PROMPT 1: List every person named in the article on Cycle Computing and the Google cloud.
PROMPT 2: According to the article on Cycle Computing and the Google cloud, how many cores did the Broad Institute's cancer research workload use on GCE?

EXTRACTED TEXT:
○ ○ ○ ○ ○ ○ ○
As of today, Cycle’s opportunity to move outside of Amazon’s borders and capture a potential base of new users expanded. The company’s CEO, Jason Stowe, shared news of the new hooks for the Google cloud with The Next Platform, noting that there are many new use cases they expect will open in the coming months. While they have continued to find new large users through their Amazon partner status, including most recently, the Food and Drug Administration (FDA), expanding beyond that base makes sense and could them secure more long-term users. Stowe estimates that for every long-term user of their CycleCloud service there are 2X-3X that use the cloud (and their middleware) for a single major undertaking where in-house resources aren’t enough.

These ties with Google Compute Engine are being announced in tandem with two related news items, one from Cycle, the other from Google. First is the fact that Cycle Computing has been working with the Broad Institute to make the move to the Google cloud for a cancer research workload that ate 50,000 cores on GCE. The second item is that Google announced that its preemptible VMs, which were launched in beta several months ago (and are akin to spot instance pricing on AWS) are entering full availability. Interestingly, Stowe explained that it was this very feature inside GCE that pushed the Broad Institute the Google Cloud way, although work between Google and the Broad Institute has been ongoing in previous months for other workloads.

The Broad Institute ran what amounted to thirty years of cancer research calculations in just a few hours based on a decade’s worth of sequenced or genotyped biological samples—1.4 million to be exact. With Cycle’s help, they were able to scale to this level in just a few weeks, taking advantage of preemptible VMs for price reductions, even if it means there is always a chance their workload could be interrupted (we have a longer piece coming this morning featuring a chat with Paul Nash, Google’s product manager for GCE describing this). As Chris Dwan, acting director of IT at the Broad Institute described, “this kind of cloud-based infrastructure helps us remove some of the local computing barriers that can stand in the way. Flexible processing power allows us to think on a much larger scale.”

While use cases like the Broad Institute’s genomics workloads are in Cycle’s sweet spot (and are a target market for cloud providers), Stowe says that Cycle is seeing momentum in more areas, including manufacturing. Although the company’s start was in research and life sciences, there is far less concern about the “older” topics like security and more of a sense that the real challenge is making sure it is possible to efficiently balance workloads between what stays in-house and what is sent to the cloud. Cycle’s service helps manage this via policies and with more hooks into other workload management frameworks, including Univa’s Grid Engine, which was used in the Broad Institute example, they plan to keep broadening their reach through wider integration and orchestration with schedulers and cloud provider use cases.

On that orchestration front, the goal for the Broad was to ensure they were getting the necessary scale and performance, but of great importance was the pricing benefits they hoped to capture from the preemptible VMs. This is a similar challenge for Cycle in terms what the company faced in rolling out support for spot pricing inside of AWS, but the fundamental concept is the same.

We have a representation for these clustered applications, it is not unlike a container approach in concept,” Stowe explains. “Our software takes sets of hosts and sets of roles and makes it so you can consistently orchestrate them in different infrastructures. From a practical standpoint, things like a Grid Engine cluster or a parallel shared file system or a Spark cluster or any other number of examples, all of those are just clustered applications with a head node and read/write nodes and maybe a shared file system–all those roles we abstract in a generic way, and we can orchestrate all of that at scale.”
○ ○ ○ ○ ○ ○ ○
Extracted records:
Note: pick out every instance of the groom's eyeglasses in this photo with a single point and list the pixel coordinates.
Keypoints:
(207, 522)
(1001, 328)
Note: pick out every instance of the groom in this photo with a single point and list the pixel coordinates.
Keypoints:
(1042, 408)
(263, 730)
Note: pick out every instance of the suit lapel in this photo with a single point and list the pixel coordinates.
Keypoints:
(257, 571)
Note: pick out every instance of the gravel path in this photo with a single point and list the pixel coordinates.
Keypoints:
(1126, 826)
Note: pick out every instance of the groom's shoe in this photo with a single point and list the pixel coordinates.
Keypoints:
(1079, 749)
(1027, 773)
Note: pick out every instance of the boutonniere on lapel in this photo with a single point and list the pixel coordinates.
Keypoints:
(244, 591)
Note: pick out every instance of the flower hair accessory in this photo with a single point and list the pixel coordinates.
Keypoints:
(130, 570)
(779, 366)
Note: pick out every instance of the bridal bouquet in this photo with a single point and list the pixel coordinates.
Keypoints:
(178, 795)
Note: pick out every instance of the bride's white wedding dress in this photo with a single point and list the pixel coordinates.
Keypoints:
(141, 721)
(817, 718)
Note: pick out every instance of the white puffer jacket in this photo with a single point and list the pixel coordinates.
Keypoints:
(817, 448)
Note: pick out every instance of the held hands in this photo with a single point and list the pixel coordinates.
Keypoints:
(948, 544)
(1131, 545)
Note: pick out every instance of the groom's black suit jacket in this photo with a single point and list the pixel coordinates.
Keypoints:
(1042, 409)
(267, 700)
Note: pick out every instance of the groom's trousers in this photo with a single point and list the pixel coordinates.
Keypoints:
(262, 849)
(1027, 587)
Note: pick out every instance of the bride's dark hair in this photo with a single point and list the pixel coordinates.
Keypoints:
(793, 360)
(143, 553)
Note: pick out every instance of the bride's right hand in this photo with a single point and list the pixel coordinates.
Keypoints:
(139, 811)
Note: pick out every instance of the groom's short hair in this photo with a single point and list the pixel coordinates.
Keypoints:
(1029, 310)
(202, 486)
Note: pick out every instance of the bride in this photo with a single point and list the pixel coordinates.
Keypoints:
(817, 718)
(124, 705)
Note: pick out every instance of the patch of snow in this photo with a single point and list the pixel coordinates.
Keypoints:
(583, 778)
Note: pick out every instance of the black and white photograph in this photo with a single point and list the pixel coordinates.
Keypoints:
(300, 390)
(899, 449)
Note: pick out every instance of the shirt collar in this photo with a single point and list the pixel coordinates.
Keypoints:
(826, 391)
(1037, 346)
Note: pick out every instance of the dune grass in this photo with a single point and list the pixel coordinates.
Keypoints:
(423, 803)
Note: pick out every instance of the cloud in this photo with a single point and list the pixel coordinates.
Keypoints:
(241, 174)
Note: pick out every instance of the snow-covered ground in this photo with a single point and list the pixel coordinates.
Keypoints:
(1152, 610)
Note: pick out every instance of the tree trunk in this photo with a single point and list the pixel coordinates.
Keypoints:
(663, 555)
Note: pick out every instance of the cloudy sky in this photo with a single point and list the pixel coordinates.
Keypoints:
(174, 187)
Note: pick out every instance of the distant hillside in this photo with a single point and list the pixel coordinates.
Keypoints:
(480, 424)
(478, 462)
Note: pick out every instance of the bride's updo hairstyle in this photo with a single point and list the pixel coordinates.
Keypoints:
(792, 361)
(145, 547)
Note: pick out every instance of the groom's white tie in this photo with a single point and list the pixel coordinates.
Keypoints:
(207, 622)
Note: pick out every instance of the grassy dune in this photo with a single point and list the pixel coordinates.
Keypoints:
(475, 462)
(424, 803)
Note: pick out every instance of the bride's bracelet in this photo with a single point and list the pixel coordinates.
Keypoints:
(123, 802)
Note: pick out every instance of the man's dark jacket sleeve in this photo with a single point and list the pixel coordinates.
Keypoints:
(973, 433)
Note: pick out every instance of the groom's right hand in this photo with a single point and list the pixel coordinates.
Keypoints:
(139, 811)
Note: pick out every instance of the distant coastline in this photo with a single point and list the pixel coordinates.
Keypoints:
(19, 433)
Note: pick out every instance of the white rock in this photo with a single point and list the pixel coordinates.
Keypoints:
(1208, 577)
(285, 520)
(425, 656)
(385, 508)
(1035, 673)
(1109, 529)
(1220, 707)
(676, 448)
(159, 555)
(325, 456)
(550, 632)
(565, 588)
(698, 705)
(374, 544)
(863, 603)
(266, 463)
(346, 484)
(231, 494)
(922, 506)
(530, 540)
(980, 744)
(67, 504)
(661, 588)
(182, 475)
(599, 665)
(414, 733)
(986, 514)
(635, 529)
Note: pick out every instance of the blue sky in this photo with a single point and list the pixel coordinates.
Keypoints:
○ ○ ○ ○ ○ ○ ○
RESPONSE AREA 1: Jason Stowe, Paul Nash, Chris Dwan

RESPONSE AREA 2: 50,000 cores